▸ **Your instructions**
Reproduce each of the entries below line for line, changing no character.

┄┄┄┄┄┄┄┄┄┄

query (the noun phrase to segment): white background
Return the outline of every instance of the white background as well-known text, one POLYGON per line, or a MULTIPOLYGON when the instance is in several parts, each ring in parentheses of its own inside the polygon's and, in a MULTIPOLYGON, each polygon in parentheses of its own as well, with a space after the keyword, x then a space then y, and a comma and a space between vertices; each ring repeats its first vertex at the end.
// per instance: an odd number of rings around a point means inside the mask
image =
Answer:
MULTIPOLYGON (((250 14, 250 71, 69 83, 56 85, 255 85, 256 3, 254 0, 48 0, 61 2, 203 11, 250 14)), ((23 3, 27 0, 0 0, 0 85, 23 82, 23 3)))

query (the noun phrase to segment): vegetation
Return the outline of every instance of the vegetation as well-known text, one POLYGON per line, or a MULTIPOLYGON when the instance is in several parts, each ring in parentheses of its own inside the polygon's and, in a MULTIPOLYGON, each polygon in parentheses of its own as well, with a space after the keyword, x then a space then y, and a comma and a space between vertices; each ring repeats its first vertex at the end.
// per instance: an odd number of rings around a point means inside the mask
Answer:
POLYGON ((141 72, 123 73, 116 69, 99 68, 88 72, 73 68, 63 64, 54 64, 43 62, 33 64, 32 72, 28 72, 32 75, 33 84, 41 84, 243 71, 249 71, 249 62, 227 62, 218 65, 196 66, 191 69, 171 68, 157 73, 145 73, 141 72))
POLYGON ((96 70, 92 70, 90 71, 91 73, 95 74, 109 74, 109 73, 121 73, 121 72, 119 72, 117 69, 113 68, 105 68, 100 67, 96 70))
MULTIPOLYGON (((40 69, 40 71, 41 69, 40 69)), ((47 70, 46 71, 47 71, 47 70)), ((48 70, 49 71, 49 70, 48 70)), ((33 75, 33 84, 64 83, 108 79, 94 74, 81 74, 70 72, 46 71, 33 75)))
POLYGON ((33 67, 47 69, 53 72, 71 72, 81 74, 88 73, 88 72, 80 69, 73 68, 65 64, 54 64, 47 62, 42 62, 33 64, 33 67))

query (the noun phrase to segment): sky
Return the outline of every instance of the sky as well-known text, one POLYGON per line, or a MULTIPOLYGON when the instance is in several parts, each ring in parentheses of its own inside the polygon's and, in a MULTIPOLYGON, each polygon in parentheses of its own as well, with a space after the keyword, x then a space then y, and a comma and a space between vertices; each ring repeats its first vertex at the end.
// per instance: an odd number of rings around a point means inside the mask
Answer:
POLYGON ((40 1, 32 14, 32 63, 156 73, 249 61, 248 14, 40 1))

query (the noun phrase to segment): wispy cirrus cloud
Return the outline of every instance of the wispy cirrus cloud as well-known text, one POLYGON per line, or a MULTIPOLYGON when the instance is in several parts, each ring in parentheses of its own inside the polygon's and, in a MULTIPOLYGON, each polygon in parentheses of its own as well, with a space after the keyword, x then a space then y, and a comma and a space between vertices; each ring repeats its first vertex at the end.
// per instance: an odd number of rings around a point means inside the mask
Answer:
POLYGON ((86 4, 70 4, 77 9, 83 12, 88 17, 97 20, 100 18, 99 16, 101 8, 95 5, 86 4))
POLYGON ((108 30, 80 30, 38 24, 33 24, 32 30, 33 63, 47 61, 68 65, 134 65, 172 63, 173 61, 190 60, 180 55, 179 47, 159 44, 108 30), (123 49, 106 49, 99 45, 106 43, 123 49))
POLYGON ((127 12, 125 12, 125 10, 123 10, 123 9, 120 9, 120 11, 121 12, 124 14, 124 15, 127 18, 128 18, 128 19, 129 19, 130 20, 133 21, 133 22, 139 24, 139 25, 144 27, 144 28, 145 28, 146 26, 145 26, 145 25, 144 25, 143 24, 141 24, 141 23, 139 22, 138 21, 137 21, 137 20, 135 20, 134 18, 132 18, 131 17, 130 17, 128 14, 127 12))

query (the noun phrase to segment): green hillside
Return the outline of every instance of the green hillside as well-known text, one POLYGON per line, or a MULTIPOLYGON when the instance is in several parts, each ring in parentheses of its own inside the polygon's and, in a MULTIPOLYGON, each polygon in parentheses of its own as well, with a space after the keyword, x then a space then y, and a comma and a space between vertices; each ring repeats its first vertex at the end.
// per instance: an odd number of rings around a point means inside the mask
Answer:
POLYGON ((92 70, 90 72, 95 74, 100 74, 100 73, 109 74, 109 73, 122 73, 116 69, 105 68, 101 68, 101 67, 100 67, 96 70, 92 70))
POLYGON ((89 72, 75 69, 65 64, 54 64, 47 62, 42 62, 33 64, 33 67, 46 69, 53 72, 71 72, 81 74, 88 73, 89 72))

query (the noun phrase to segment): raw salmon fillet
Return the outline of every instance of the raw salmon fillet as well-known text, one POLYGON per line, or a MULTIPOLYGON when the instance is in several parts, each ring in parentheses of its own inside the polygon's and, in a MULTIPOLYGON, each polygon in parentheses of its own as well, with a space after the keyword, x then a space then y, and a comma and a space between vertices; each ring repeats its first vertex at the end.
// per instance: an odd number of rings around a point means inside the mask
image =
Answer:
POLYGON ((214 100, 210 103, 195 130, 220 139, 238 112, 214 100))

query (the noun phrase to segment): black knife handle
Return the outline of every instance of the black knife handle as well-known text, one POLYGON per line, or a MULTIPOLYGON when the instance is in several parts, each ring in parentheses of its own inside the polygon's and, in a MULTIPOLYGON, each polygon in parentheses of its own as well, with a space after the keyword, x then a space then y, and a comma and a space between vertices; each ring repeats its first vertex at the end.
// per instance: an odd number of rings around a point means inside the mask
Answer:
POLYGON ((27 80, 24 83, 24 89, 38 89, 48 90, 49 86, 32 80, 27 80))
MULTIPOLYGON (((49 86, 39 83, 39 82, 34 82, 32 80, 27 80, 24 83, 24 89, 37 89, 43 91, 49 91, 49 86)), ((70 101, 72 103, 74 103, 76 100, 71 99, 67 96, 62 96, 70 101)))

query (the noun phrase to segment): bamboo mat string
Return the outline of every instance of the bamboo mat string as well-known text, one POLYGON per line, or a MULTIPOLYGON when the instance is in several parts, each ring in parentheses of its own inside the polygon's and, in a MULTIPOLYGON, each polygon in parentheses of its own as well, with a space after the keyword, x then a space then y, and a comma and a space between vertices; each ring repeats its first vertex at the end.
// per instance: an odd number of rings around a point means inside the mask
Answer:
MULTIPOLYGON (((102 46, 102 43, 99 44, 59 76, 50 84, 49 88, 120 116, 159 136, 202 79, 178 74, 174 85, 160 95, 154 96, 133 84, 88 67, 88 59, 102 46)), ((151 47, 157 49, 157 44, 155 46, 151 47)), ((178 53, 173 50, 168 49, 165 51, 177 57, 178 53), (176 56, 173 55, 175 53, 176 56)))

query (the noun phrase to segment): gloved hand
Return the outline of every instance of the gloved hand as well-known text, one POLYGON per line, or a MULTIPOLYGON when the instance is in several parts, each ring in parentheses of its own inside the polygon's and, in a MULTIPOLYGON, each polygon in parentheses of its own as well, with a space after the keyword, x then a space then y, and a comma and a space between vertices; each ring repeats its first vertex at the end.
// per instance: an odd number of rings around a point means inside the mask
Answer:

┄┄┄┄┄┄┄┄┄┄

▸ **Exercise solution**
query (the noun phrase to segment): white background
Return the outline of every instance of the white background as well-known text, one POLYGON per line, or a MULTIPOLYGON when the instance is in several parts, each ring in parentheses of its own inside the polygon's and, in a MULTIPOLYGON, each polygon in parentheses of its own as well, with a space after the keyword, x then a space then y, and a comma and a space between vertices; each ring repeats its first vertex at the end.
// per instance: an odd number of rings around a point means inside the mask
image =
Answer:
MULTIPOLYGON (((250 14, 250 71, 69 83, 56 85, 255 85, 256 3, 254 0, 48 0, 61 2, 203 11, 250 14)), ((23 3, 27 0, 0 0, 0 85, 23 82, 23 3)))

query (the noun phrase to segment): vegetation
Return the outline of every instance of the vegetation as well-known text, one POLYGON per line, or a MULTIPOLYGON when the instance is in several parts, each ring in parentheses of its own inside the polygon's and, in a MULTIPOLYGON, each polygon in parentheses of its own as well, with a space after the keyword, x then a space then y, and a comma and a space between vertices; each ring repeats its first vertex at the end.
// per instance: an odd number of rings around a point means inside the mask
Answer:
POLYGON ((141 72, 123 73, 116 69, 99 68, 88 72, 73 68, 63 64, 54 64, 43 62, 33 64, 32 72, 28 72, 32 75, 33 84, 41 84, 243 71, 249 71, 249 62, 227 62, 218 65, 196 66, 191 69, 171 68, 157 73, 145 73, 141 72))
POLYGON ((96 70, 92 70, 90 71, 91 73, 95 74, 109 74, 109 73, 121 73, 121 72, 119 72, 117 69, 113 68, 105 68, 100 67, 96 70))
MULTIPOLYGON (((40 69, 40 71, 41 69, 40 69)), ((47 70, 46 71, 47 71, 47 70)), ((48 70, 49 71, 49 70, 48 70)), ((33 75, 33 84, 64 83, 108 79, 94 74, 81 74, 70 72, 46 71, 33 75)))
POLYGON ((33 67, 47 69, 53 72, 71 72, 81 74, 88 73, 88 72, 80 69, 73 68, 65 64, 54 64, 47 62, 42 62, 33 64, 33 67))

query (the noun phrase to segment): sky
Return the outline of every instance of the sky as well-known text, one POLYGON per line, or a MULTIPOLYGON when the instance is in several parts, each ring in parentheses of its own inside the polygon's and, in a MULTIPOLYGON, each polygon in parentheses of its own as well, with a space after the keyword, x then a space then y, and a comma and a space between vertices; each ring repeats its first vertex at the end.
// per instance: an odd number of rings around a point means inside the mask
Answer:
POLYGON ((40 1, 32 14, 32 63, 156 73, 249 61, 248 14, 40 1))

query (the noun phrase to segment): wispy cirrus cloud
Return the outline of every instance of the wispy cirrus cloud as well-known text, one POLYGON per line, or a MULTIPOLYGON when the instance is in several parts, each ring in parentheses of its own inside the polygon's and, in a MULTIPOLYGON, each polygon in parentheses of its own as well, with a space after the keyword, x then a space then y, and a comma and a space between vertices; each ring repeats its first vertex at the end.
// per instance: an odd number of rings around a point means inside the mask
Answer:
POLYGON ((86 4, 70 4, 77 9, 83 12, 88 17, 97 20, 100 18, 99 16, 101 8, 95 5, 86 4))
POLYGON ((108 30, 80 30, 38 24, 33 24, 32 30, 33 63, 47 61, 68 65, 134 65, 172 63, 173 61, 190 60, 180 55, 179 47, 159 44, 108 30), (123 49, 106 49, 99 45, 106 43, 123 49))
POLYGON ((127 12, 125 12, 125 10, 123 10, 123 9, 120 9, 120 11, 121 12, 124 14, 124 15, 127 18, 128 18, 128 19, 129 19, 130 20, 133 21, 133 22, 139 24, 139 25, 144 27, 144 28, 145 28, 146 26, 145 26, 145 25, 144 25, 143 24, 141 24, 141 23, 139 22, 138 21, 137 21, 137 20, 135 20, 134 18, 132 18, 131 17, 130 17, 128 14, 127 12))

query (the noun phrase to segment): green hillside
Return the outline of every instance of the green hillside as well-known text, one POLYGON per line, or a MULTIPOLYGON when the instance is in several parts, each ring in parentheses of its own inside the polygon's and, in a MULTIPOLYGON, each polygon in parentheses of its own as well, with a space after the keyword, x then a space then y, and a comma and a space between vertices; each ring repeats its first vertex at the end.
// per instance: an odd number of rings around a point means inside the mask
Answer:
POLYGON ((92 70, 90 72, 95 74, 100 74, 100 73, 109 74, 109 73, 122 73, 116 69, 105 68, 101 68, 101 67, 100 67, 96 70, 92 70))
POLYGON ((89 72, 75 69, 65 64, 54 64, 47 62, 42 62, 33 64, 33 67, 46 69, 53 72, 71 72, 81 74, 88 73, 89 72))

query (the noun phrase to segment): raw salmon fillet
Return the outline of every instance of the raw salmon fillet as well-known text, one POLYGON per line, or a MULTIPOLYGON when the instance is in several parts, each ring in parentheses of its own inside the polygon's and, in a MULTIPOLYGON, each polygon in parentheses of its own as well, with a space after the keyword, x then a space then y, and a comma and a space between vertices; each ring repeats its first vertex at the end.
// per instance: an odd number of rings around a point means inside the mask
image =
Answer:
POLYGON ((214 100, 210 103, 195 130, 220 139, 238 112, 214 100))

query (the noun phrase to segment): black knife handle
Return the outline of every instance of the black knife handle as well-known text, one POLYGON per line, or a MULTIPOLYGON when the instance is in several parts, each ring in parentheses of its own inside the polygon's and, in a MULTIPOLYGON, each polygon in parentheses of its own as well, with a space after the keyword, x then a space then y, and a comma and a space between vertices; each ring repeats its first vertex at the end.
// per instance: an odd number of rings around a point means inside the mask
Answer:
POLYGON ((27 80, 24 83, 24 89, 38 89, 48 90, 49 86, 32 80, 27 80))
MULTIPOLYGON (((49 86, 39 83, 39 82, 34 82, 32 80, 27 80, 24 83, 24 89, 37 89, 43 91, 49 91, 49 86)), ((70 101, 72 103, 74 103, 76 100, 71 99, 67 96, 62 96, 70 101)))

query (the noun phrase to segment): bamboo mat string
Return the outline of every instance of the bamboo mat string as well-known text, one POLYGON per line, or a MULTIPOLYGON when the instance is in several parts, each ring in parentheses of its own inside the polygon's and, in a MULTIPOLYGON, each polygon in parentheses of its own as well, with a space after the keyword, x then a space then y, and a comma and a space between vertices; each ring repeats its first vertex at the end.
// per instance: an odd number of rings around a point means inside the mask
Answer:
MULTIPOLYGON (((102 46, 102 43, 99 44, 59 76, 50 84, 49 88, 120 116, 159 136, 202 79, 178 74, 174 85, 160 95, 154 96, 133 84, 88 67, 88 59, 102 46)), ((151 47, 157 49, 157 44, 155 46, 151 47)), ((178 53, 173 50, 168 49, 165 51, 177 57, 178 53), (176 56, 173 55, 175 53, 176 56)))

query (the noun phrase to segment): gloved hand
Return the outline of every instance of the gloved hand as well-known text, one POLYGON per line, or a MULTIPOLYGON when the instance is in several parts, each ring in parentheses of its own inside the polygon's and, in a MULTIPOLYGON, each polygon in parentheses of its own as well, with a space after the keyword, x then a space then y, and a comma and a space between vertices; each ring repeats its first vertex at the end.
// per instance: an odd number of rings around a point means inside the mask
Answer:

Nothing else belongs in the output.